What is required → Copy the following lines word for word, keeping every character and line break the same.
++++++
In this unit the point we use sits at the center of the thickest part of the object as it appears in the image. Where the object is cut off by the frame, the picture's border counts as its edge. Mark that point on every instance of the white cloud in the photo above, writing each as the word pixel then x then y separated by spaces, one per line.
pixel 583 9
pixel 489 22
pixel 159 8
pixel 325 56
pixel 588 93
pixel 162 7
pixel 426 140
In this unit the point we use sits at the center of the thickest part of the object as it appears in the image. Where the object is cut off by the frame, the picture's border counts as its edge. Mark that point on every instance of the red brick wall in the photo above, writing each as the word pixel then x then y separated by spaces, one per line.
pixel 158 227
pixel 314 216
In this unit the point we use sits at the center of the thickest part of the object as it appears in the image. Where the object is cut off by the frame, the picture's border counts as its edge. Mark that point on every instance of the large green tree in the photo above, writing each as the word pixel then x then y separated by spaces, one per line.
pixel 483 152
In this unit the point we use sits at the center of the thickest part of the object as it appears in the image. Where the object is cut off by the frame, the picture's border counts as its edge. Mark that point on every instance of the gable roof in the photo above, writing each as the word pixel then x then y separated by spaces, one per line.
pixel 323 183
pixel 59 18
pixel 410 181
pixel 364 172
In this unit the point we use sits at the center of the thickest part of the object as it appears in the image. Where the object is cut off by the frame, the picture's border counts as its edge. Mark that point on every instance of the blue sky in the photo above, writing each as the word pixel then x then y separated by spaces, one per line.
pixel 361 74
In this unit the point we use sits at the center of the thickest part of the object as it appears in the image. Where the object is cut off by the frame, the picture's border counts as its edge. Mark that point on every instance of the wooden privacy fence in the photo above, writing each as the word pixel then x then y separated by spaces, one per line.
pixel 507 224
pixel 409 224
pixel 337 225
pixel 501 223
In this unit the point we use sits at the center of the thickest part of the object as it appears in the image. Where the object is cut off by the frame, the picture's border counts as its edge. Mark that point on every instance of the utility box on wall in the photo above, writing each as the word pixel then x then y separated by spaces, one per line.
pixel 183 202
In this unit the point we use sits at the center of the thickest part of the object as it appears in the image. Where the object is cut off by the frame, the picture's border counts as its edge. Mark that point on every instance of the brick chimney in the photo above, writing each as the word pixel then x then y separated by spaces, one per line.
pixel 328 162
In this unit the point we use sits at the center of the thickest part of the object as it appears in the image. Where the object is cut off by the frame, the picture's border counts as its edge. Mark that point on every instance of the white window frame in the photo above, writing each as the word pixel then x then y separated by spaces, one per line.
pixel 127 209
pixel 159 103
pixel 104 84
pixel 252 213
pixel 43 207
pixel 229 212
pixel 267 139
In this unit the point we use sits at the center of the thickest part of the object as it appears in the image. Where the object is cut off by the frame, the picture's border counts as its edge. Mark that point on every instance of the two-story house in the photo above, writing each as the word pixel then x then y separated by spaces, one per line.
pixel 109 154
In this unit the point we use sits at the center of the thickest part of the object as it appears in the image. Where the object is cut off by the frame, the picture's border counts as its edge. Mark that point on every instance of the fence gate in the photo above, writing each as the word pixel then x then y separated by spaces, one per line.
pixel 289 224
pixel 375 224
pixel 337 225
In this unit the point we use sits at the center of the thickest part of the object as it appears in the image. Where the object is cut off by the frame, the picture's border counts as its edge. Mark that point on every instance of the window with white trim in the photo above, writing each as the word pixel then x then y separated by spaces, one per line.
++++++
Output of the exercise →
In this unit the point we use sits at the center of the thickest part of the object as it appears in the image. Where the object is cut off by the frame, the picture's border counts as its edge. Mark that point on every instance of the white cloud in the photo above, writing each as the word pixel then x then y separated by spaces, one per line.
pixel 583 9
pixel 489 22
pixel 159 8
pixel 325 56
pixel 588 93
pixel 162 7
pixel 426 140
In this unit the point we use sits at the center of the thickest part of the object as it appears in the image. Where the object is cut off by the frame, the picture's border counts as its edge. Mark that point on every instance of the red brick wall in the photo above, writing each as the word pixel then x then y separated by spaces, one per line.
pixel 158 227
pixel 314 216
In this unit the point we use sits at the center of the thickest part of the object as it appears in the image. Where the object is cut off by the frame, the picture's border counts as its edge. Mark that point on every instance of the large green tree in the photo above, writing each as the word pixel then x then y separated by spaces, one per line.
pixel 483 152
In this unit the point we use sits at the center of the thickest part of the object as it appears in the image. Where the object is cut off by the frame, the picture's border counts as its edge. Mark that point on every instance of the gable roof in the photo above, writing each as the word pixel then x then y separated by spaces, one per line.
pixel 323 183
pixel 59 18
pixel 410 181
pixel 364 172
In this unit the point we use sits at the center of the thickest part of the object as it appears in the image. Where the object is cut off by the frame, the picture's border counts as its edge. Mark that point on every instance of the blue sky in the photo above, writing each as the word pixel then x then y separated by spaces, one per line.
pixel 361 74
In this unit the point we use sits at the center of the thickest part of the object as it appears in the image. Where the object is cut off by the frame, the picture's border counts as its edge. Mark that point on every instance of the wooden privacy fence in the photo above, writing each as the word pixel then x then y separated by spaces, one per line.
pixel 507 224
pixel 409 224
pixel 337 225
pixel 501 223
In this unit the point we use sits at the center of the thickest part of the object as it appears in the image. Where the object is cut off by the frame, the picture's border counts as its edge. Mark that point on every instance of the utility box on wall in the photo above, writing each as the word pixel then x then y separated by spaces, one per line.
pixel 183 202
In this unit the point we use sits at the center of the thickest part of the object as it appears in the image. Where the object is cut off by the frame, the picture's border counts as its edge. Mark that point on every instance of the brick chimney in the photo above, writing each as the word pixel then x then y separated by spaces, one per line.
pixel 328 162
In this unit the point we use sits at the center of the thickest part of the object as it appears in the image. Where the object is cut off by the frame, the picture's border counts as its edge. Mark that point on every instance of the white window frame in the photo above, writing each as the word pixel then x then y separated by spaces, one per line.
pixel 127 209
pixel 159 103
pixel 104 84
pixel 252 213
pixel 43 207
pixel 229 212
pixel 267 139
In this unit the point we use sits at the center of the thickest part of the object as it appears in the image. Where the object is cut off by the frame, the picture's border counts as its edge. Mark that point on every instance of the two-story house in the photo above, writing each as the word pixel then x then y separated by spaces, one per line.
pixel 109 154
In this unit the point we use sits at the center of the thickest part of the object as it appears in the image. Where the object is cut off by the frame, the picture's border counts as its edge. Mark that point on every instance of the fence gate in the photo above, writing each as the word pixel then x then y separated by spaces, one per line.
pixel 289 224
pixel 375 224
pixel 337 225
In this unit the point we use sits at the center of the thickest part of the object as it appears in the image. Where the object is cut off by the frame, the picture's border counts as its edge. Mark that point on every instance of the window with white trim in the photo above, writing each as the word pixel then x then y separated by spaces, one per line.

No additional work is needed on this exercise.